### [Exercises to complete]
- a) In the passage on Garrett Richards, replace "Boston Red Sox" with "Chicago Cubs" and give the part starting with "American baseball player" and going on through "and Texas Rangers.".
- b) Using the passage on Garrett Richards, answer these questions:
(i) Which high school did Richards attend?
(ii) How many saves did he record in his freshman year?
(iii) With which team did he play in the summer of 2008?

### [Source text]
American baseball player (born 1988)

Garrett Thomas Richards (born May 27, 1988) is an American former professional baseball pitcher. He played in Major League Baseball (MLB) for the Los Angeles Angels, San Diego Padres, Boston Red Sox, and Texas Rangers.

==Amateur career==
Richards attended Edmond Memorial High School in Edmond, Oklahoma, where he was a four-year letterman. His best season was in 2005, where he pitched to a 8–5 win–loss record with a 2.97 earned run average (ERA) and 106 strikeouts. The team won regional championships in 2005 and 2006.

Undrafted out of high school, Richards attended the University of Oklahoma and played college baseball for the Oklahoma Sooners. In 2007, his freshman year, he recorded nine saves, the fourth-most in team history. That summer, he played with the Cotuit Kettleers of the Cape Cod Baseball League. In 2008, he made his first career collegiate start. He played the summer with the Mat-Su Miners of the Alaska Baseball League. As a full-time starter in 2009, Richards led the team in strikeouts (85) and wins (9).

### [The data]
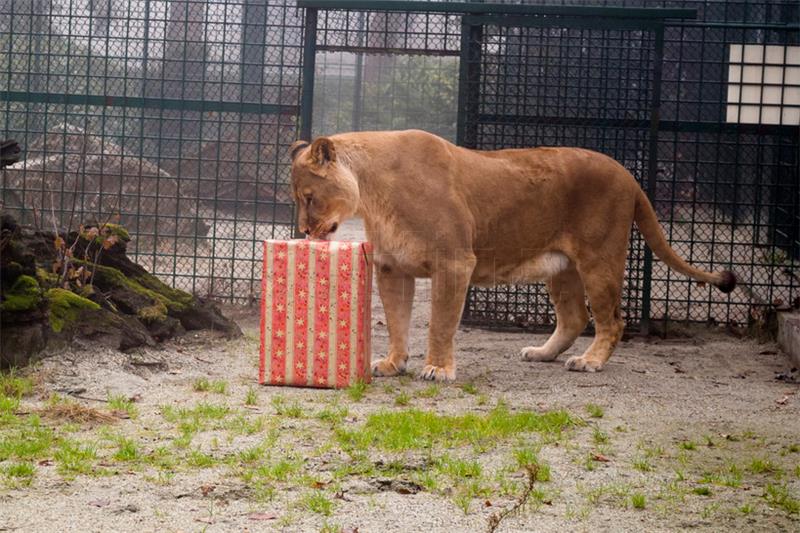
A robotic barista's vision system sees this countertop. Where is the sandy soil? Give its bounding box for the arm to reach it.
[0,218,800,533]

### [Task-by-task results]
- a)
American baseball player (born 1988)

Garrett Thomas Richards (born May 27, 1988) is an American former professional baseball pitcher. He played in Major League Baseball (MLB) for the Los Angeles Angels, San Diego Padres, Chicago Cubs, and Texas Rangers.

- b)
(i) Edmond Memorial High School in Edmond, Oklahoma
(ii) Nine
(iii) The Mat-Su Miners of the Alaska Baseball League